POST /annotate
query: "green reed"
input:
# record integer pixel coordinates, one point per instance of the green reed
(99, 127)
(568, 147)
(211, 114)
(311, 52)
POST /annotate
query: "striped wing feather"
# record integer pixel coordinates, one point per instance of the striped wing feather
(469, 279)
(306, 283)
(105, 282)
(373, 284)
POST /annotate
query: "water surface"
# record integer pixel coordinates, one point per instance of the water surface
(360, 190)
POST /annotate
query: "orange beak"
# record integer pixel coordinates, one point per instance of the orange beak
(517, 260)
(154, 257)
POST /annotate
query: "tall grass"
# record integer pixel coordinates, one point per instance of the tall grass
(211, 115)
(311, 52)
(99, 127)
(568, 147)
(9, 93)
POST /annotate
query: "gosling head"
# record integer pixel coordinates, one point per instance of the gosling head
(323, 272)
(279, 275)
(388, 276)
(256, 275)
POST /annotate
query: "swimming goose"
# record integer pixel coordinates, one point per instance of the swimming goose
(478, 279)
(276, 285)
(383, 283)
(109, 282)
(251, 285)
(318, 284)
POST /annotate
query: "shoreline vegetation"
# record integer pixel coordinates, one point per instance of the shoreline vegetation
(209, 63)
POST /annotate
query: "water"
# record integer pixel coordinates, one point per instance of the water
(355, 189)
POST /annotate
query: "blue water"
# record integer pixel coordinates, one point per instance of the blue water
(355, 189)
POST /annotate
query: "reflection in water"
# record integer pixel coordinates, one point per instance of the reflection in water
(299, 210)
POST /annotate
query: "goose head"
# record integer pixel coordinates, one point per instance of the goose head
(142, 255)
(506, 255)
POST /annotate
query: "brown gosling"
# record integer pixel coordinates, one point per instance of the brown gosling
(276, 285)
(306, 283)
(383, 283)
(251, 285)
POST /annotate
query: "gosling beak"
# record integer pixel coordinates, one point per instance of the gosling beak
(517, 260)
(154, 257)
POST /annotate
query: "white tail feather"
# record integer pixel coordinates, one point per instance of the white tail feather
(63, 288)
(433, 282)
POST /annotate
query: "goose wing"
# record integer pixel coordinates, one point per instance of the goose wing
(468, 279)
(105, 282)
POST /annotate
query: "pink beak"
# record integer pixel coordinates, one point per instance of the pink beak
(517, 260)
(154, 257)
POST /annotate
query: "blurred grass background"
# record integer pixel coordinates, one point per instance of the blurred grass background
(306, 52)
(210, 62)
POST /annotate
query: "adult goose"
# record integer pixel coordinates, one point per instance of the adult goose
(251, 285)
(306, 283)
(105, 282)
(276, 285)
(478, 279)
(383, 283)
......
Repeat the entries exactly, leaving nothing out.

#### ANSWER SPACE
POST /annotate
query: "green reed"
input:
# record integer pixel coordinates, one point per instance of the green reed
(99, 127)
(568, 147)
(211, 114)
(311, 52)
POST /annotate
query: "striped wing feather"
# record integer pixel coordinates, one point per instance of the striped wing feather
(469, 279)
(306, 283)
(105, 282)
(373, 284)
POST /annotate
query: "water surface"
# record integer pixel coordinates, one point per instance of the water surface
(360, 190)
POST /annotate
query: "orange beak"
# record integer pixel coordinates, one point per instance of the orange beak
(517, 260)
(154, 257)
POST /annotate
query: "tall grass"
# record integer pixel coordinates, one point per instance of the tall grass
(211, 115)
(311, 52)
(99, 127)
(568, 147)
(9, 93)
POST /annotate
query: "gosling head"
# record integer pixel coordinates, one point per instance of the gosling head
(323, 272)
(279, 275)
(388, 276)
(256, 275)
POST /annotate
query: "swimming goose"
# record integer pixel coordinates, one point per instance of the swimming goose
(478, 279)
(276, 285)
(383, 283)
(109, 282)
(251, 285)
(318, 284)
POST /annotate
query: "shoreline vegetation"
# record integer pixel coordinates, one point per instance of the shoreline vegetation
(209, 63)
POST /annotate
query: "water"
# record integer pixel coordinates, one point per instance of the water
(355, 189)
POST /annotate
query: "blue water"
# record integer pixel coordinates, one point per instance of the blue water
(355, 189)
POST /annotate
query: "reflection in water"
# record integer pixel coordinates, one point per instance of the reflection in water
(299, 210)
POST /annotate
query: "goose head"
# record integer pixel coordinates, one point per instance of the goose head
(142, 255)
(506, 255)
POST /annotate
query: "brown gosling"
# record integer pixel coordinates, one point per instance of the brown gosling
(276, 285)
(306, 283)
(383, 283)
(251, 285)
POST /annotate
query: "gosling beak"
# record integer pixel coordinates, one point per instance of the gosling beak
(517, 260)
(154, 257)
POST /annotate
query: "white tail feather"
# record integer pixel coordinates, one point per instance of the white tail feather
(63, 288)
(433, 282)
POST /annotate
query: "goose wing"
# record integer pixel coordinates, one point per instance of the goose wing
(468, 279)
(105, 282)
POST /annotate
query: "pink beak"
# record integer pixel coordinates, one point per instance of the pink beak
(517, 260)
(154, 257)
POST /annotate
query: "blurred grass background"
# record integer pixel coordinates, one point per instance of the blurred grass background
(306, 52)
(210, 62)
POST /annotate
query: "adult goose"
# record integer pixel coordinates, one point per instance of the adult goose
(251, 285)
(306, 283)
(105, 282)
(276, 285)
(478, 279)
(383, 283)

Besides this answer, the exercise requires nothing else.